Last October, with the unwavering support and encouragement of my teammates at Actionable, I was fortunate enough to do something that many dream of but very few actually do: I put my job on hold for six months, packed a suitcase, and traveled around the world. Realizing this dream was rewarding in so many ways, many of them probably obvious, but it also had a significant and unexpected impact on how I feel about my job. Read on and I’ll explain.

Stepping back from anything—a dilemma, a relationship, or yes, even a job—is really valuable. More than anything, it provides a lot of clarity and fresh perspective.

It’s why writers take a break from their work and come back to it later with fresh eyes. The typos, which weren’t immediately apparent—despite reading it over a gazillion times—suddenly stick out like a sore thumb, and that sentence you were agonizing over finally comes together. When you’re too entrenched in something, you can’t see the forest for the trees.

It’s no different with a job, even if it’s one that you love as much as I do. I’m passionate about the work my colleagues and I do on a daily basis, and am proud that it’s changing the modern workplace for the better. However, even as engaged as I am, stepping away for six months illuminated for me not only what I love about what I do—working with a group of talented individuals who are passionate about learning, and helping authors spread their ideas to our amazing community of voracious business book lovers—but also the aspects of my job I’m not so keen on (I plead the fifth on that score). This is something that I was asked to be conscious of while I was gone, and I’m really grateful that I was because it was really powerful (incidentally, you’ll be surprised what kind of an aha! moment you can have gazing up at the formidable Sphinx).

The time away really showed me how I can provide the most value to this special organization, and continue to contribute to the best of my ability.

I left at a unique juncture in our organization’s history. We had recently split Actionable into four different websites—Actionable, Consultants, Conversations, and Books, the latter being my domain. Up until then we had been experiencing something akin to an identity crisis, so this change was a long time coming. Returning to my role as Managing Editor in April really felt like the beginning of a new chapter for me, and for Actionable Books. The time and distance allowed the ideas that had been percolating for some time to really take shape in my mind. And the plans that had been put on the back-burner for so long were now returned to with fresh inspiration. I resumed my job with new determination, feeling enthusiastic and ready to take Actionable Books to the next level. I’m excited for you to see the changes as they unfold over the coming months. I think you’re really going to enjoy them.

**Information given**

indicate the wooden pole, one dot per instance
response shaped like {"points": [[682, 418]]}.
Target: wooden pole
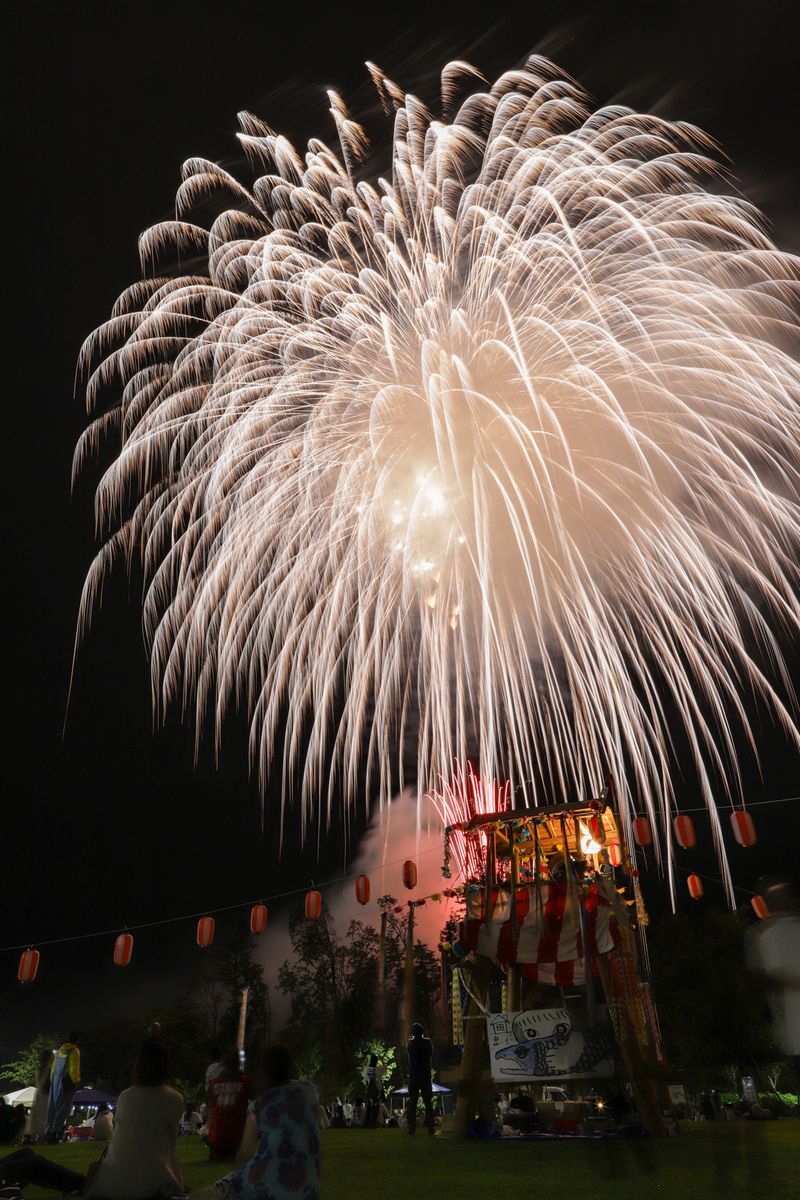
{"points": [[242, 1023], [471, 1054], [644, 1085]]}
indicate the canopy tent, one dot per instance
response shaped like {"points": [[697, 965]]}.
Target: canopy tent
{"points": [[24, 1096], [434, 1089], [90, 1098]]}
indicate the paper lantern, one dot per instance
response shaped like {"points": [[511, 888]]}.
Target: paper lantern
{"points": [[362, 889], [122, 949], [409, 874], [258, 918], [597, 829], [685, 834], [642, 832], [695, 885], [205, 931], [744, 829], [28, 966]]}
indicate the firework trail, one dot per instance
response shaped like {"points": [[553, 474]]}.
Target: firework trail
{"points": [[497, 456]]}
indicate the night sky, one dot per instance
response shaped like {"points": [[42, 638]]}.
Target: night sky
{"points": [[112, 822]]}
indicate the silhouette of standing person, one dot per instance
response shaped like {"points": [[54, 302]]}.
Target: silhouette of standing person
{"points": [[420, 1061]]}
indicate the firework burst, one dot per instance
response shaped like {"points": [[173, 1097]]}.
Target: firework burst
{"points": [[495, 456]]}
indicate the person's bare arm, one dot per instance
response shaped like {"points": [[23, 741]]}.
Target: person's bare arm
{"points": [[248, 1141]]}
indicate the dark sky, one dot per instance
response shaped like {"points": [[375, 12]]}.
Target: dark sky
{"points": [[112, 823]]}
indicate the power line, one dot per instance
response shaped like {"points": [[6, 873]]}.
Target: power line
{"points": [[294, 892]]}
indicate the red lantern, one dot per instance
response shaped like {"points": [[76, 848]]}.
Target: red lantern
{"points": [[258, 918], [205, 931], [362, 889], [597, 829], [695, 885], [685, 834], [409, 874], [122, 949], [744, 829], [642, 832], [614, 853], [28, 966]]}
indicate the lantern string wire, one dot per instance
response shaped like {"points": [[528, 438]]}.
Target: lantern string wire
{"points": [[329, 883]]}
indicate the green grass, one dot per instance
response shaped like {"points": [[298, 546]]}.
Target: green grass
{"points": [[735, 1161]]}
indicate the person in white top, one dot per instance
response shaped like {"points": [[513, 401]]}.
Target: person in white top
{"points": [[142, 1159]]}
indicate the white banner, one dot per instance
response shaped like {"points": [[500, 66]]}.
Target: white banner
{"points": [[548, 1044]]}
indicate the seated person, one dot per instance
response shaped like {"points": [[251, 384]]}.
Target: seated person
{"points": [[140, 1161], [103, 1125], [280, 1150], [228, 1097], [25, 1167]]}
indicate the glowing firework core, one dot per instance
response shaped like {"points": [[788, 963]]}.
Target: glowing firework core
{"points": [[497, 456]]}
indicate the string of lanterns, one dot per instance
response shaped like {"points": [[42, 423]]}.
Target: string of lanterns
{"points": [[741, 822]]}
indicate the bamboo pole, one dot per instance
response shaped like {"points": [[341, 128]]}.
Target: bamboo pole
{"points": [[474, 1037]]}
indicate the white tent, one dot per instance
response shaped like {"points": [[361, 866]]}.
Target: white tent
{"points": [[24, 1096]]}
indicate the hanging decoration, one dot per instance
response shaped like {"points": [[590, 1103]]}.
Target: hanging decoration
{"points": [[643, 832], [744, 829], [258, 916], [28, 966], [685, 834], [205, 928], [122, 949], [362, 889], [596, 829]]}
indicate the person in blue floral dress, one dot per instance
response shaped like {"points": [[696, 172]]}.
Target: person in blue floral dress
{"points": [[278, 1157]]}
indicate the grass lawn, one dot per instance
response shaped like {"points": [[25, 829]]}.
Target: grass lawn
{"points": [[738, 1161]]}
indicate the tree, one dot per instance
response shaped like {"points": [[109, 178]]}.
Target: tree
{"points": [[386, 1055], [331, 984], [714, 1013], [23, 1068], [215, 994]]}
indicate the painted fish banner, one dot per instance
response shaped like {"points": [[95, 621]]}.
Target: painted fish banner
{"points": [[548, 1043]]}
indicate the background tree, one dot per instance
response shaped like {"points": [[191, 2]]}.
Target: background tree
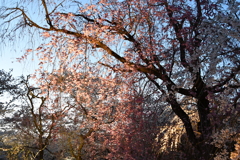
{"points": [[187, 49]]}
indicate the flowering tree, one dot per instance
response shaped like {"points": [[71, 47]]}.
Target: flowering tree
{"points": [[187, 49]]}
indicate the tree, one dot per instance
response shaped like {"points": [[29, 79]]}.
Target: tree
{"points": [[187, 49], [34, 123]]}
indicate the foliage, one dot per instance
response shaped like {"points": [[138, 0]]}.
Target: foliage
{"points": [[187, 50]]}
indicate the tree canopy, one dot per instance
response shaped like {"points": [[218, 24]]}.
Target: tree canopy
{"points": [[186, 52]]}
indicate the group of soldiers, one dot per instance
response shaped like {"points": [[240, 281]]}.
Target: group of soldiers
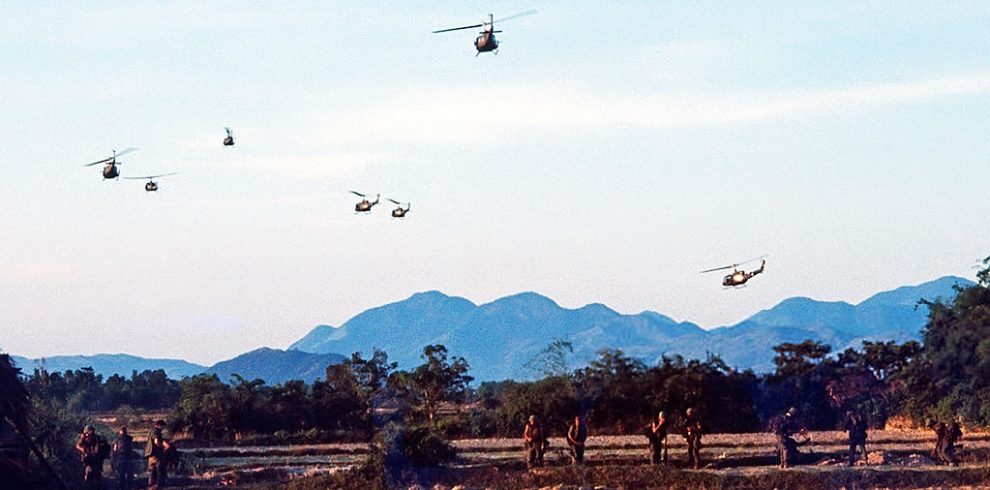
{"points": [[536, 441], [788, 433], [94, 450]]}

**Challenge**
From the account of a six-month trip around the world, list the websites that Actionable was split into.

**Answer in full**
Actionable, Consultants, Conversations, Books